=== OBJECTIVE ===
Copy the material below word for word, from the line with "Scan for pant leg." up to and including the line with "[521, 164, 728, 525]", and give only those lines.

========================================

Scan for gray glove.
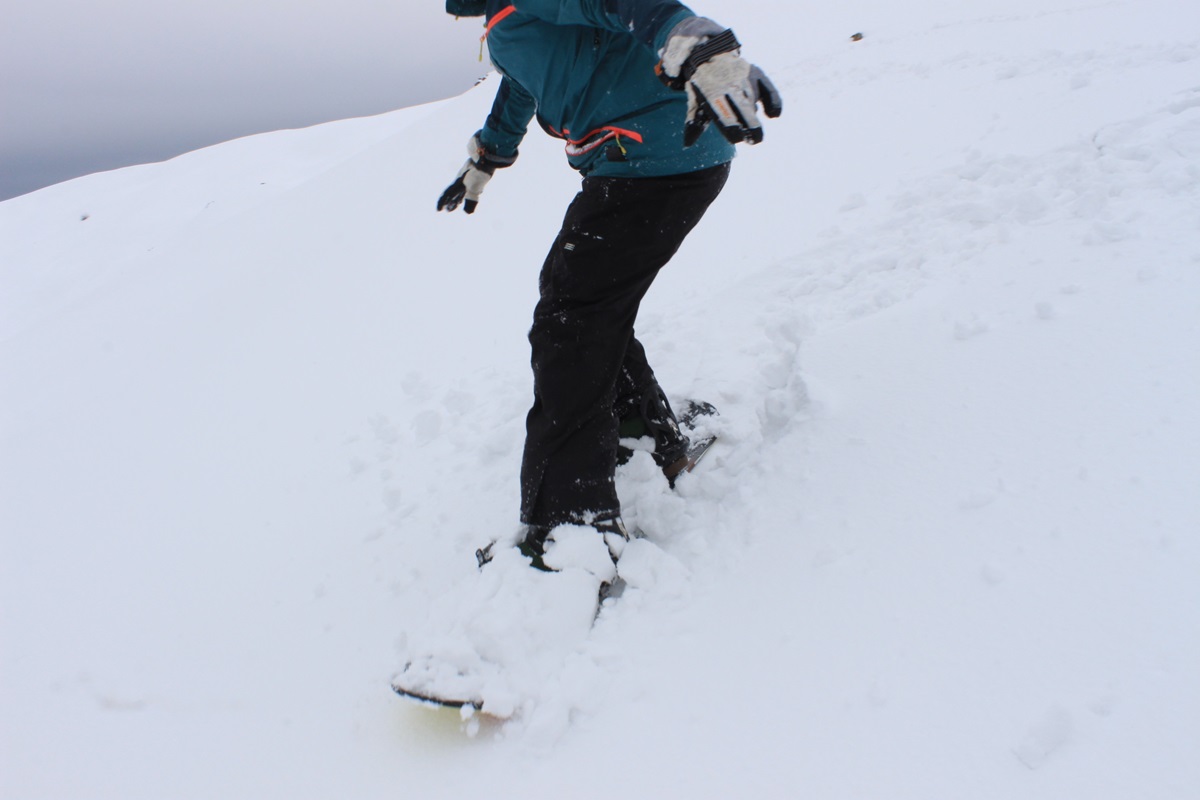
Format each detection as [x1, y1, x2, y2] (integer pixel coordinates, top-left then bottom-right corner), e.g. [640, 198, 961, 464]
[438, 131, 517, 213]
[659, 17, 784, 148]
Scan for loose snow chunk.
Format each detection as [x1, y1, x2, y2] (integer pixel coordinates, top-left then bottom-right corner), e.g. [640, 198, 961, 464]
[544, 525, 617, 582]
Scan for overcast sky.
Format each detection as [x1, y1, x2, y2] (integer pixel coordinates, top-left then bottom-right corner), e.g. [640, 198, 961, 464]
[0, 0, 487, 200]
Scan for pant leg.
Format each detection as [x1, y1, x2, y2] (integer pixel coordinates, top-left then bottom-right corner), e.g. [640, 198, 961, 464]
[521, 164, 728, 525]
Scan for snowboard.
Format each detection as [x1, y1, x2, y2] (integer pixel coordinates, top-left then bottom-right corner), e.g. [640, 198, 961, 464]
[391, 401, 718, 720]
[662, 401, 718, 488]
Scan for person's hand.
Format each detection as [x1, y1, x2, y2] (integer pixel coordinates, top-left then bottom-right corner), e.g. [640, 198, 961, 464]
[438, 133, 517, 213]
[659, 17, 784, 148]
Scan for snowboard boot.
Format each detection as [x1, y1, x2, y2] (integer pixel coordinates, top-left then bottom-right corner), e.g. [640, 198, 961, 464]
[617, 381, 691, 480]
[475, 511, 629, 603]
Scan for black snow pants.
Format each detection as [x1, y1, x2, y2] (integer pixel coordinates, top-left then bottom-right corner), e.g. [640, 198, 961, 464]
[521, 164, 730, 527]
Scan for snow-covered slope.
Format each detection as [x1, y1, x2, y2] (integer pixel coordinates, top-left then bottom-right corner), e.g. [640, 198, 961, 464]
[0, 0, 1200, 800]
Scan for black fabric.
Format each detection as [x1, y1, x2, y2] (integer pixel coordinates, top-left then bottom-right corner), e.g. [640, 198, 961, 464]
[521, 164, 730, 525]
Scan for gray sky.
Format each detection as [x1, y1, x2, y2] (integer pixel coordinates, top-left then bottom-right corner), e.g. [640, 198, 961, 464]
[0, 0, 487, 200]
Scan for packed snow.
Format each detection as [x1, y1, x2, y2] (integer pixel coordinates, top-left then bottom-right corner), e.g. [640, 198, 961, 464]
[0, 0, 1200, 800]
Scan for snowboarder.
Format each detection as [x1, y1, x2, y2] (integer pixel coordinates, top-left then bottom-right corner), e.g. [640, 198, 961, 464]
[438, 0, 782, 564]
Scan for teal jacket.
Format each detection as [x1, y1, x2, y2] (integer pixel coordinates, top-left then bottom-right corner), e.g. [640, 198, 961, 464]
[446, 0, 734, 178]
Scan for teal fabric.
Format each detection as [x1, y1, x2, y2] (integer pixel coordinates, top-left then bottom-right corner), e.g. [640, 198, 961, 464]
[465, 0, 734, 178]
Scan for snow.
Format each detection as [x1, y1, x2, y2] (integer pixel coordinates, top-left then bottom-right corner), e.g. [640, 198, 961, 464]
[0, 0, 1200, 800]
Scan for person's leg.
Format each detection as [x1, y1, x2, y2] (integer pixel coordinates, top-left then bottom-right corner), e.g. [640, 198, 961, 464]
[521, 164, 728, 528]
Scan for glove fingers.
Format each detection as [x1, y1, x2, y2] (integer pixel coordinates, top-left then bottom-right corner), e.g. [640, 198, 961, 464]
[750, 67, 784, 119]
[438, 178, 467, 211]
[700, 82, 762, 144]
[716, 95, 762, 144]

========================================

=== TASK OUTPUT ===
Scan for pant leg.
Format each detection as [x1, y1, x2, y2] (integer pixel coordinates, top-left then bottom-right corner), e.g. [640, 198, 961, 464]
[521, 164, 728, 525]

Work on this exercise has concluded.